説明

追尾レーダ装置

【課題】目標を捕捉してから追尾モードの移行に関る手動操作を簡単化できる追尾レーダ装置を提供する。
【解決手段】指定方向へ捕捉ビームを走査する走査手段1、8及び9と、走査手段で捕捉ビームを走査することにより探知された目標を追尾する追尾モードに自動的に移行させる移行手段4、7と、移行手段により移行された追尾モードにおける目標の追尾状況を表示する表示手段5と、追尾継続の可を入力する入力手段6と、所定の追尾制限回数内に入力手段によって追尾継続の可が入力されない場合に、追尾を自動的に終了させる制御手段7とを備える。

【発明の詳細な説明】
【技術分野】
【0001】
本発明は、移動する目標を追尾する追尾レーダ装置に関し、特に目標の探索から追尾へ移行する時の操作性を向上させる技術に関する。
【背景技術】
【0002】
従来、移動している目標を検出して追尾する追尾レーダ装置が知られている。このような追尾レーダ装置で移動している目標を追尾する場合、目標からの反射波の他に、クラッタと呼ばれる不要反射波が同時に受信される。クラッタが広範囲に存在し、クラッタからの不要反射波が大きい場合、追尾レーダ装置では、目標よりクラッタからの反射波を検出しやすくなるため、誤ってクラッタを追尾するという状態が発生する。
【0003】
このような状況下において、従来の追尾レーダ装置では、目標を捕捉した後に、手動操作によって、追尾モードの移行に関る動作が行われている。図9は、従来の追尾レーダ装置を手動操作によって追尾モードに移行させる手順を示すフローチャートである。

### 抜粋データ

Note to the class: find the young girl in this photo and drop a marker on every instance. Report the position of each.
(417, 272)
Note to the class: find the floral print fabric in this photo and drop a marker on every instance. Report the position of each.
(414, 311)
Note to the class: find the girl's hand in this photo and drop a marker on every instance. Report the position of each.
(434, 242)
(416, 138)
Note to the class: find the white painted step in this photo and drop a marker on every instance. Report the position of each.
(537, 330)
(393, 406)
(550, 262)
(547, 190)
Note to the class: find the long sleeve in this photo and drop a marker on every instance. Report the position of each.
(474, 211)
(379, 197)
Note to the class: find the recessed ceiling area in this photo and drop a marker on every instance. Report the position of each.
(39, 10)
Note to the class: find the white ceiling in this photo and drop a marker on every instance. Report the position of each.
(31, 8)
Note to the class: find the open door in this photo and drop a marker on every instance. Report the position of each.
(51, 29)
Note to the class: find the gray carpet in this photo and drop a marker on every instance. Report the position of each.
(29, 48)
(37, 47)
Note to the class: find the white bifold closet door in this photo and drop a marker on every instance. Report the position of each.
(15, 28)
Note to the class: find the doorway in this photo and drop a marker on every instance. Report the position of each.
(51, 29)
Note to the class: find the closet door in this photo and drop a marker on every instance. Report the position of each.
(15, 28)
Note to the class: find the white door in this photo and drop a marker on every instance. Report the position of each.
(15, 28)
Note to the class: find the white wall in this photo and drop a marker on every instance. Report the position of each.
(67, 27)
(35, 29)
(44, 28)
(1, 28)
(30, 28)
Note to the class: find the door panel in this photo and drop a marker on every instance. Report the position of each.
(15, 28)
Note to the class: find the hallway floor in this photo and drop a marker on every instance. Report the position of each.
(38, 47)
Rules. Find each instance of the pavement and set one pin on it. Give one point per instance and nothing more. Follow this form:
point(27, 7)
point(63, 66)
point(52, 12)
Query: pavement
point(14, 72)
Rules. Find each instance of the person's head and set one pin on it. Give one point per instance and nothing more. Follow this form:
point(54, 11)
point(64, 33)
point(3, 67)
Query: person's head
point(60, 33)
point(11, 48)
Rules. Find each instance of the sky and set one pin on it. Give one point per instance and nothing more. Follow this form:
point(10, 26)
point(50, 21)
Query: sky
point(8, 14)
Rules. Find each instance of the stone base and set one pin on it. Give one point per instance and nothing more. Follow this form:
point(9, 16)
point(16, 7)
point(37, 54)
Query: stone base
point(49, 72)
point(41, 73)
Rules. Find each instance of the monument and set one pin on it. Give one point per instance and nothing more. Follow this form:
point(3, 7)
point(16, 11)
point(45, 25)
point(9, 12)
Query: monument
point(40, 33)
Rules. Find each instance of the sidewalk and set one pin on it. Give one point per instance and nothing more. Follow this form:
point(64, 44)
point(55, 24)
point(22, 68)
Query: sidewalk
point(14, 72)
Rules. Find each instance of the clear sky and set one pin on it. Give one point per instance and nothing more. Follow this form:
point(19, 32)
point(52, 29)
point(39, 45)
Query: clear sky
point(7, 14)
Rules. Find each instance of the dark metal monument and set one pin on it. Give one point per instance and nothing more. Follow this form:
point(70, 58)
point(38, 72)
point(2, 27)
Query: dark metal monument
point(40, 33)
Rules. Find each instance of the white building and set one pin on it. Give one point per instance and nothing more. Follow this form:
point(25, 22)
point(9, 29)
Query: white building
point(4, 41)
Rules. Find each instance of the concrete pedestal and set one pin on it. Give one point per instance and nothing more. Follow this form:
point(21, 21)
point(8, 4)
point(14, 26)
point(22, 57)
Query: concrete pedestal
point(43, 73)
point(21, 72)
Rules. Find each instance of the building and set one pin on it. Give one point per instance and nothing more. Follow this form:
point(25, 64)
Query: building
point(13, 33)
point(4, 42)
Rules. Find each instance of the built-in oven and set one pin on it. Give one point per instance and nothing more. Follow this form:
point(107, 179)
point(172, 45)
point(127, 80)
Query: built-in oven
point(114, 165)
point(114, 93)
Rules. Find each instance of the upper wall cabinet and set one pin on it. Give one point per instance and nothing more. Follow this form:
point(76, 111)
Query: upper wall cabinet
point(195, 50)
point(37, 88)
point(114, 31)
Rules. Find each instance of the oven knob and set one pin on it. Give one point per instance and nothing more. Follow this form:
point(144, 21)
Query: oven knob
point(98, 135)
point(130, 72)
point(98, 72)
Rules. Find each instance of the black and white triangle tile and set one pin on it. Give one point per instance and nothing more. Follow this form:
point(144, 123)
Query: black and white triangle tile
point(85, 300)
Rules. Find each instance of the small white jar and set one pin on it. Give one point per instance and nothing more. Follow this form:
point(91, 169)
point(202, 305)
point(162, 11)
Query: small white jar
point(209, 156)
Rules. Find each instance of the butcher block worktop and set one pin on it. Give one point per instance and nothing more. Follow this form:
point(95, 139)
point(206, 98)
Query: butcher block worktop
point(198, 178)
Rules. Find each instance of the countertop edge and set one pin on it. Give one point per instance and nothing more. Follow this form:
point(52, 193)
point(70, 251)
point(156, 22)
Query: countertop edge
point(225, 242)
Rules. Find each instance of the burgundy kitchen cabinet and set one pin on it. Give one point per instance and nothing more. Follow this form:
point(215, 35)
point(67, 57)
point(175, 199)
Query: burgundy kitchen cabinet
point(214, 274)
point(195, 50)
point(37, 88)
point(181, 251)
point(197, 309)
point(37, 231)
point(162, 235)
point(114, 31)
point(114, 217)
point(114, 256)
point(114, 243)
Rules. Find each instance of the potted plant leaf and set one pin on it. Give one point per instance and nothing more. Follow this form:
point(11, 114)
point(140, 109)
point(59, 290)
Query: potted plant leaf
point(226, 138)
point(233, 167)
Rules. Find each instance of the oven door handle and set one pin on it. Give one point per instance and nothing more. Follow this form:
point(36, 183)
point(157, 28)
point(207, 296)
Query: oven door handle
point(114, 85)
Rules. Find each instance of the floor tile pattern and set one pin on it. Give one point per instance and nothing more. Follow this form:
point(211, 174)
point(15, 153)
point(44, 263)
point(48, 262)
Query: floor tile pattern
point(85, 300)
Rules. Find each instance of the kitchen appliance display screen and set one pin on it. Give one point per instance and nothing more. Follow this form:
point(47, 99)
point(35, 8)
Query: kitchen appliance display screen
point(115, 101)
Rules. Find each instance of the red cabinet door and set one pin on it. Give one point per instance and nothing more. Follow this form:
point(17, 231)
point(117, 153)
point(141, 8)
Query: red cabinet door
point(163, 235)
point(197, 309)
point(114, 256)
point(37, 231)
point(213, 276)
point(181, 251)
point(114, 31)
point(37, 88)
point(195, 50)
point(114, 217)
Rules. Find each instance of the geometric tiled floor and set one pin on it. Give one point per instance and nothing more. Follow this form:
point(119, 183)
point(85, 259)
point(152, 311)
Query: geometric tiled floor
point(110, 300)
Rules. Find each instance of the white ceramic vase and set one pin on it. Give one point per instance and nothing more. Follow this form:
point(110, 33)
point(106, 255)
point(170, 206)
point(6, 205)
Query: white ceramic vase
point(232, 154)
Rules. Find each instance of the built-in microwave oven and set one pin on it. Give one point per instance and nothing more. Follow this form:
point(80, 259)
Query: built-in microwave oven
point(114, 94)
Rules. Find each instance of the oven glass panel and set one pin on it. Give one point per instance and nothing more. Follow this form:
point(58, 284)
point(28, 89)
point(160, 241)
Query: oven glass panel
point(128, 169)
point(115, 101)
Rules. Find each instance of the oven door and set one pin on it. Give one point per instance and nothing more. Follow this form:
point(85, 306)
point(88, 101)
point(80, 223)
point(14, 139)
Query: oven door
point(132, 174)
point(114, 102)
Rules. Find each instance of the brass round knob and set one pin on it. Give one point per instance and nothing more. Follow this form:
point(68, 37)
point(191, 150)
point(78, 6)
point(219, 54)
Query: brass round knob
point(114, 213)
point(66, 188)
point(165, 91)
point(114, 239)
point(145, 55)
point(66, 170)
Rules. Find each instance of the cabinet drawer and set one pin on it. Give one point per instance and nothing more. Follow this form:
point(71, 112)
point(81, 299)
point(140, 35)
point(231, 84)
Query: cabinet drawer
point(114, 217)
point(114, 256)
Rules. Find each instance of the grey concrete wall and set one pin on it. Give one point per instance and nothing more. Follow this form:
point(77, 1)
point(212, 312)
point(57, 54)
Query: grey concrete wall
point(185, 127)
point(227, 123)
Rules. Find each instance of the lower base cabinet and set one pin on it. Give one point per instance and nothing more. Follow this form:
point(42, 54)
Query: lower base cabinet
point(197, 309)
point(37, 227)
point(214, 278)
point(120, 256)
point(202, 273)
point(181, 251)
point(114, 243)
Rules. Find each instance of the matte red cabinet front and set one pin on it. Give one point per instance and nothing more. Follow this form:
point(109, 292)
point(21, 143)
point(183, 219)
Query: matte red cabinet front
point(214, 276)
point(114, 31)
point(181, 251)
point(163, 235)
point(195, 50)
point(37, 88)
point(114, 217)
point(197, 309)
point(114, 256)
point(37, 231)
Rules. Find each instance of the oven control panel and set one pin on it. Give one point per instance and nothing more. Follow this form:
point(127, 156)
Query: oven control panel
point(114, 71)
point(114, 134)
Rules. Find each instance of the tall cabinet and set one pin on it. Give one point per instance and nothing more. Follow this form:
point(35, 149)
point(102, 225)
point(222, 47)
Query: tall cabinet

### 作業課題
追尾レーダ装置に関する抜粋文を、一字一句変えずに全文出力してください。 データの各行は、抜粋文の内容とは関係がありません。

### 演習の解答
説明

追尾レーダ装置

【課題】目標を捕捉してから追尾モードの移行に関る手動操作を簡単化できる追尾レーダ装置を提供する。
【解決手段】指定方向へ捕捉ビームを走査する走査手段1、8及び9と、走査手段で捕捉ビームを走査することにより探知された目標を追尾する追尾モードに自動的に移行させる移行手段4、7と、移行手段により移行された追尾モードにおける目標の追尾状況を表示する表示手段5と、追尾継続の可を入力する入力手段6と、所定の追尾制限回数内に入力手段によって追尾継続の可が入力されない場合に、追尾を自動的に終了させる制御手段7とを備える。

【発明の詳細な説明】
【技術分野】
【0001】
本発明は、移動する目標を追尾する追尾レーダ装置に関し、特に目標の探索から追尾へ移行する時の操作性を向上させる技術に関する。
【背景技術】
【0002】
従来、移動している目標を検出して追尾する追尾レーダ装置が知られている。このような追尾レーダ装置で移動している目標を追尾する場合、目標からの反射波の他に、クラッタと呼ばれる不要反射波が同時に受信される。クラッタが広範囲に存在し、クラッタからの不要反射波が大きい場合、追尾レーダ装置では、目標よりクラッタからの反射波を検出しやすくなるため、誤ってクラッタを追尾するという状態が発生する。
【0003】
このような状況下において、従来の追尾レーダ装置では、目標を捕捉した後に、手動操作によって、追尾モードの移行に関る動作が行われている。図9は、従来の追尾レーダ装置を手動操作によって追尾モードに移行させる手順を示すフローチャートである。